_Do this_.
Could you give these records again with "white cloth stripe" substituted for "white fabric stripe" and nothing else altered?

[Dataset records]
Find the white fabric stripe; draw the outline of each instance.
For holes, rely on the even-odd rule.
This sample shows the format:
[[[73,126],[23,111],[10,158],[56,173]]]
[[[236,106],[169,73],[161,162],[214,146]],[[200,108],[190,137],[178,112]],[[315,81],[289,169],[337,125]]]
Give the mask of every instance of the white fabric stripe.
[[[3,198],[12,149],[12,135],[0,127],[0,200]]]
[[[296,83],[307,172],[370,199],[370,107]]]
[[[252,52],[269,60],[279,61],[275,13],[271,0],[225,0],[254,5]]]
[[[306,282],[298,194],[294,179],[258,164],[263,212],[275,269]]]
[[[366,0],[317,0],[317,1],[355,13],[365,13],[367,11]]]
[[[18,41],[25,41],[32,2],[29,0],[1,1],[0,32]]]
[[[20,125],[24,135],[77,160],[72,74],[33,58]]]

_Result of this task_.
Find the white cloth stripe; draw the outline of each instance.
For holes, rely on the even-odd rule.
This sample shows the format:
[[[73,126],[23,111],[10,158],[56,173]]]
[[[236,106],[169,73],[161,162],[214,146]],[[200,108],[190,137],[178,112]],[[315,81],[289,169],[337,125]]]
Give the mask of every instance of the white cloth stripe.
[[[3,198],[12,149],[12,135],[0,127],[0,200]]]
[[[296,83],[307,172],[370,199],[370,107]]]
[[[252,52],[269,60],[279,61],[275,13],[271,0],[225,0],[254,5]]]
[[[306,282],[298,194],[294,179],[258,164],[263,212],[275,269]]]
[[[366,0],[317,0],[317,1],[355,13],[365,13],[367,11]]]
[[[18,41],[25,41],[32,2],[29,0],[1,1],[0,32]]]
[[[20,125],[24,135],[77,160],[72,74],[33,58]]]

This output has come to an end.